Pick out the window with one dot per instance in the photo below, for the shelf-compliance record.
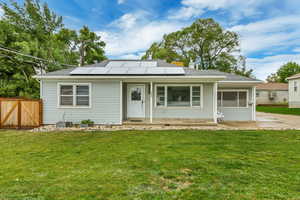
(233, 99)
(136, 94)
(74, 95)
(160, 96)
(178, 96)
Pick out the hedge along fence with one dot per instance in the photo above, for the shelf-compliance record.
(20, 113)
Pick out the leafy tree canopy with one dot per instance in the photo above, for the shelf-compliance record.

········

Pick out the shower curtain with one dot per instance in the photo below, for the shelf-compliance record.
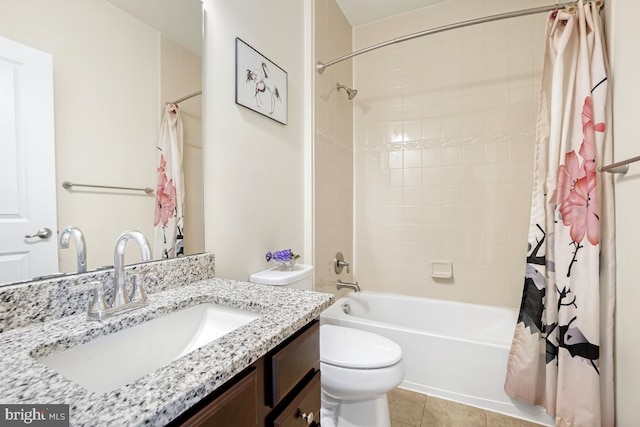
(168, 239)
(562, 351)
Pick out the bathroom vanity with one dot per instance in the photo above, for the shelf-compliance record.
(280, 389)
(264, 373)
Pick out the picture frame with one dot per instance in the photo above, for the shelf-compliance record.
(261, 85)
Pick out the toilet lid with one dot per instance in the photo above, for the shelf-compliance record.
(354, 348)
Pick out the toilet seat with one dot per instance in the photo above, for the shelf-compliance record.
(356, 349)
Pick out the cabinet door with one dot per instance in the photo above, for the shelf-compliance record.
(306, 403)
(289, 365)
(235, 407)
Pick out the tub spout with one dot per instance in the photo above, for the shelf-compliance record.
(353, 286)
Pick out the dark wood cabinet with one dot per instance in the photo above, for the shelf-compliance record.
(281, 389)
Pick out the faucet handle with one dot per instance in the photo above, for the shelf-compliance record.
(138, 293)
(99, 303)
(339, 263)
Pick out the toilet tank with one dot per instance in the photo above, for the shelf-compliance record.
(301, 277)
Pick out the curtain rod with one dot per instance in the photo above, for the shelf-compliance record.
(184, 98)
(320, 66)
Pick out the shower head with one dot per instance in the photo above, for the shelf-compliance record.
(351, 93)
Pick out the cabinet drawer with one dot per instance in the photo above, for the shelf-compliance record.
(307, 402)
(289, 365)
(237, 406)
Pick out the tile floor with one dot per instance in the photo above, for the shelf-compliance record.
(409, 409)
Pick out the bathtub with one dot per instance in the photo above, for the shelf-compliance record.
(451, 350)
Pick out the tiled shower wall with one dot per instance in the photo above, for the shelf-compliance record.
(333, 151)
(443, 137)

········

> **YOUR ASSIGNMENT**: When copying from the data above, begin at the line containing "Pick out the window" and end at the line containing "Pick out the leafy"; return those lines exactly and leave all pictures behind.

> **RESPONSE TO THIS EXERCISE**:
Pick out the window with one dot per instance in the photo below, for the shelf-compliance record.
(233, 99)
(136, 94)
(74, 95)
(160, 96)
(178, 96)
Pick out the hedge along fence with one dot per instance in the photo above, for the shelf-compliance record.
(20, 113)
Pick out the leafy tree canopy with one dot per instance in the photo above, for the shelf-compliance record.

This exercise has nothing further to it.